Working data:
====

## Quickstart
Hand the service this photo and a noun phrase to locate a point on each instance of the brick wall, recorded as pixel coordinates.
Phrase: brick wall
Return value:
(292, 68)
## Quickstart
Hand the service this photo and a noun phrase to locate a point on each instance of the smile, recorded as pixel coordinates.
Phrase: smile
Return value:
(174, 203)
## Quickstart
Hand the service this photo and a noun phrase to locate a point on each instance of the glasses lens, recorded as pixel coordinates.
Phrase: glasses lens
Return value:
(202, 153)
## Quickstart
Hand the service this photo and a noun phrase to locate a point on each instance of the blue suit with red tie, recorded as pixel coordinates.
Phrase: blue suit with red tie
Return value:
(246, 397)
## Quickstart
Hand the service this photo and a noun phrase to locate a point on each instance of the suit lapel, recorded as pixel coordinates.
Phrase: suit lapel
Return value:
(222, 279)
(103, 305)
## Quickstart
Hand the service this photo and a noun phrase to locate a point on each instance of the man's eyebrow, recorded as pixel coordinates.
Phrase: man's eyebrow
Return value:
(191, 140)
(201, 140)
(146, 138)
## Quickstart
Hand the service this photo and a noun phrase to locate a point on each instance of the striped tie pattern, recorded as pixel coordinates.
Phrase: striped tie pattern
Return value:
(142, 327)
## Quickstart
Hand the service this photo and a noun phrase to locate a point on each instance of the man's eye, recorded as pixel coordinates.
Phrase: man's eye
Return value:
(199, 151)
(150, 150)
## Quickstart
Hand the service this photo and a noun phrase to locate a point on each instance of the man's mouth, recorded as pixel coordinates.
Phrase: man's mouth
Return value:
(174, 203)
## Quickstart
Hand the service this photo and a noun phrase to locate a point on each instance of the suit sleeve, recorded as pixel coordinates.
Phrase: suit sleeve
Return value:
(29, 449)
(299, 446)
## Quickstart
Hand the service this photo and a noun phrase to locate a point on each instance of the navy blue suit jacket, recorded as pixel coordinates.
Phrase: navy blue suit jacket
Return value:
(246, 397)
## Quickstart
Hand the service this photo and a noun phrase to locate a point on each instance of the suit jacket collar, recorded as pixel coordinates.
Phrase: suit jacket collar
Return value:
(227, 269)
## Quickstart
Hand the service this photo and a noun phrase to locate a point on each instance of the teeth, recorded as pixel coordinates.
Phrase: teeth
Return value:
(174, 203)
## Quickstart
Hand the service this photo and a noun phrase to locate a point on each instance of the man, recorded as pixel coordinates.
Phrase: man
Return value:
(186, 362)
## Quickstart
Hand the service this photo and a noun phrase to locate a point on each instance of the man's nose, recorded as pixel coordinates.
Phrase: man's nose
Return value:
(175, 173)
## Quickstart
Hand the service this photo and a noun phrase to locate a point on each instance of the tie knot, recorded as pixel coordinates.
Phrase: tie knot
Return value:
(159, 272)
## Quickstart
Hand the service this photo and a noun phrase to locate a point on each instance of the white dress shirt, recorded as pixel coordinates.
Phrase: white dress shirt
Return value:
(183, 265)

====

Problem to solve: Which lines of the material above hold the string "with"? Pull them out.

Answer space:
Hand the service this photo and a noun phrase to locate a point on each instance of the blue suit with red tie, recorded as pixel coordinates.
Phrase: blue suit with red tie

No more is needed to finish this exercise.